(Task input)

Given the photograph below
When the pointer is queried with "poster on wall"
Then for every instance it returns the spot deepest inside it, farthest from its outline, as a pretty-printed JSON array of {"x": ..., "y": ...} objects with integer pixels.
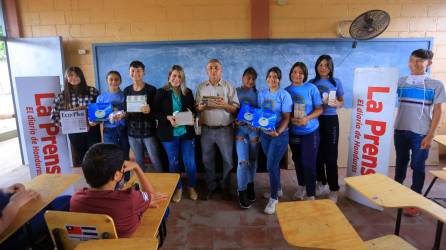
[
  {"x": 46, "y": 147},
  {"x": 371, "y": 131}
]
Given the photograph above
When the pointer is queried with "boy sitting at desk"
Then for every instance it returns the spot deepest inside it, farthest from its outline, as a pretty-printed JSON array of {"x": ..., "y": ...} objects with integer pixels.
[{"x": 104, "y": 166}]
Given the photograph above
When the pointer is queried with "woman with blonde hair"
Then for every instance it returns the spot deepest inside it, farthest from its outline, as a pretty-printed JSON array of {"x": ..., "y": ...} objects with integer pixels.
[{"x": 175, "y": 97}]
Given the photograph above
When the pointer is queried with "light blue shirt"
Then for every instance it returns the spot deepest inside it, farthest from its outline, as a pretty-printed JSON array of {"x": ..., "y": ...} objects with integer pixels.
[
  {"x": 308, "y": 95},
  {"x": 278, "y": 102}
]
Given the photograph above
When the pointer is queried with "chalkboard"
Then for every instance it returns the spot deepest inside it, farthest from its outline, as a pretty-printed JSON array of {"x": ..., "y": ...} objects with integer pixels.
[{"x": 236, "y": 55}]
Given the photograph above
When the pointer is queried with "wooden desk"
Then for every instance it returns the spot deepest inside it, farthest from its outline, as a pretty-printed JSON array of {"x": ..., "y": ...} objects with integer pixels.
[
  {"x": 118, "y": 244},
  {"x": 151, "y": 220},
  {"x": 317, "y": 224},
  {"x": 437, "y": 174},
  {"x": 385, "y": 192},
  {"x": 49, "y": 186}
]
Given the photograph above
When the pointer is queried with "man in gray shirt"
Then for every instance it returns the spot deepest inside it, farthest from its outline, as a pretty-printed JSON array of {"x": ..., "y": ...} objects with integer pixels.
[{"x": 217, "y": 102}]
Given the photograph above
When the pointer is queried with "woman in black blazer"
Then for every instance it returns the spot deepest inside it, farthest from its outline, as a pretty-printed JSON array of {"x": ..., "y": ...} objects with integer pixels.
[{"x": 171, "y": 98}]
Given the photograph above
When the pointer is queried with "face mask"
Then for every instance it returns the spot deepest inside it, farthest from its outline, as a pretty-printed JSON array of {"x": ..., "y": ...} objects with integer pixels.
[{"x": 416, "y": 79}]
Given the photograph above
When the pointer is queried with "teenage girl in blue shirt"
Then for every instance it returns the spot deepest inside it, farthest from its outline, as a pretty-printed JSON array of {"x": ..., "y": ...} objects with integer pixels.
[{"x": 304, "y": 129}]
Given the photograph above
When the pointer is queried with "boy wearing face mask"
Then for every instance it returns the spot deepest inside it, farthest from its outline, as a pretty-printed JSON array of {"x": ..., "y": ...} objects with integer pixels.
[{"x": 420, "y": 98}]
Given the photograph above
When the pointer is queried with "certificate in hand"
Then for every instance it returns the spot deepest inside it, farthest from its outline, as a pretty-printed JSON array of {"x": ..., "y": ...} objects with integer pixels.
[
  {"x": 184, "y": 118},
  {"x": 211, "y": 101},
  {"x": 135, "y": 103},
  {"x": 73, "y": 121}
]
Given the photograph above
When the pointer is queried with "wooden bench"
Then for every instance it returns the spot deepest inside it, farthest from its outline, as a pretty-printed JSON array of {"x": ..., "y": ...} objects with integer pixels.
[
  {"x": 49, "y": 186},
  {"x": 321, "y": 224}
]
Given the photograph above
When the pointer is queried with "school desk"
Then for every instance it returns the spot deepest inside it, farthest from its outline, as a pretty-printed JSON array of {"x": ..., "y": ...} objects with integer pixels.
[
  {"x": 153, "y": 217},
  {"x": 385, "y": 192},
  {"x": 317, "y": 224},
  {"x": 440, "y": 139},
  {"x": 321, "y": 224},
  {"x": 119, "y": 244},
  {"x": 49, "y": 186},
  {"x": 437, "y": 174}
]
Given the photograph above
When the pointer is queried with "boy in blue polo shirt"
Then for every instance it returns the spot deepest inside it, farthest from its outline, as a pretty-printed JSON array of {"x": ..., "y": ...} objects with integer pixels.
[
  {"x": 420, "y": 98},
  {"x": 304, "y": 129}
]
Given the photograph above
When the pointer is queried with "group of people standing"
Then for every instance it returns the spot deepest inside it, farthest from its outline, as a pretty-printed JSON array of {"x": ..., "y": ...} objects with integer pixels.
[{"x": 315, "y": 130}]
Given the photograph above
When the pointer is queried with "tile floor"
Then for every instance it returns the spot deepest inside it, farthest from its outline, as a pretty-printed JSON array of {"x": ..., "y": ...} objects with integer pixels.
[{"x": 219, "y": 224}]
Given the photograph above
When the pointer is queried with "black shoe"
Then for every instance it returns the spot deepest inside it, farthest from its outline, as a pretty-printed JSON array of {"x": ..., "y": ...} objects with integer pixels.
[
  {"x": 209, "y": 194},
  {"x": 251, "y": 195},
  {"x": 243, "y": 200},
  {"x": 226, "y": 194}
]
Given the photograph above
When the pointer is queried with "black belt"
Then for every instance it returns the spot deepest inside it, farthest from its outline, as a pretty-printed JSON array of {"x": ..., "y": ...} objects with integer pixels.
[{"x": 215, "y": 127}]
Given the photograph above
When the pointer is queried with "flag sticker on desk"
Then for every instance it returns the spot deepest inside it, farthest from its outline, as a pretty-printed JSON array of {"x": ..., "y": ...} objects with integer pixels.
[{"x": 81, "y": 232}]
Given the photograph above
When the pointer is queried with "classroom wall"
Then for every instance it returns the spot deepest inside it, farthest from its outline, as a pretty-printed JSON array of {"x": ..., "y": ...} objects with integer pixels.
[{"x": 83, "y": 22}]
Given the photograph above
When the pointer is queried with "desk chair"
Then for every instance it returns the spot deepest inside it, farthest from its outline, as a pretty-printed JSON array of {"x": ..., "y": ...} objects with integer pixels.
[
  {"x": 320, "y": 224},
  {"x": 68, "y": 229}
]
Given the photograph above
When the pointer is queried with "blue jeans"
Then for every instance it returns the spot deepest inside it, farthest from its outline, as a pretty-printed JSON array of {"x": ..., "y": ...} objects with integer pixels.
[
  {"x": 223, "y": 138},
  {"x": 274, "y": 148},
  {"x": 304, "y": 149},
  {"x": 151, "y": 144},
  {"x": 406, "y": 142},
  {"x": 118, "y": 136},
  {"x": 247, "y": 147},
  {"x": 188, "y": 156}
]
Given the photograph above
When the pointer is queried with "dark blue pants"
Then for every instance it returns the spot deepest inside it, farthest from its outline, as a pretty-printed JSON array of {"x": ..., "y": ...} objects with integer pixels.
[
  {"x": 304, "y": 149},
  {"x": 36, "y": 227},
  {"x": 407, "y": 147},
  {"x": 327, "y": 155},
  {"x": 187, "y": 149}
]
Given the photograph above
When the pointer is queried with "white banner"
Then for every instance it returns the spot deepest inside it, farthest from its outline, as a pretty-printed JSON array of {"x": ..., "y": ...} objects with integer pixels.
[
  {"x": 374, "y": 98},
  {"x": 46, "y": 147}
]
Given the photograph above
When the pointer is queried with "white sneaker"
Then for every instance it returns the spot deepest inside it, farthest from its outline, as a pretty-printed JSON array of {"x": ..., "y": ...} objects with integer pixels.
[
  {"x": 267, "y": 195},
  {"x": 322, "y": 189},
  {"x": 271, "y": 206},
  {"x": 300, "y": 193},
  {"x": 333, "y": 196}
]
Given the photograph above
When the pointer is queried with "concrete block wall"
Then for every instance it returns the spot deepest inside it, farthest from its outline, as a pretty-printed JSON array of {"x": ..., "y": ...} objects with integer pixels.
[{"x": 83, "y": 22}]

(End Task input)

Prompt
Search the listing for the word "white", and copy every line in which it is found.

Your response
When the pointer is queried with "white banner"
When the pointer is queried with "white sneaker"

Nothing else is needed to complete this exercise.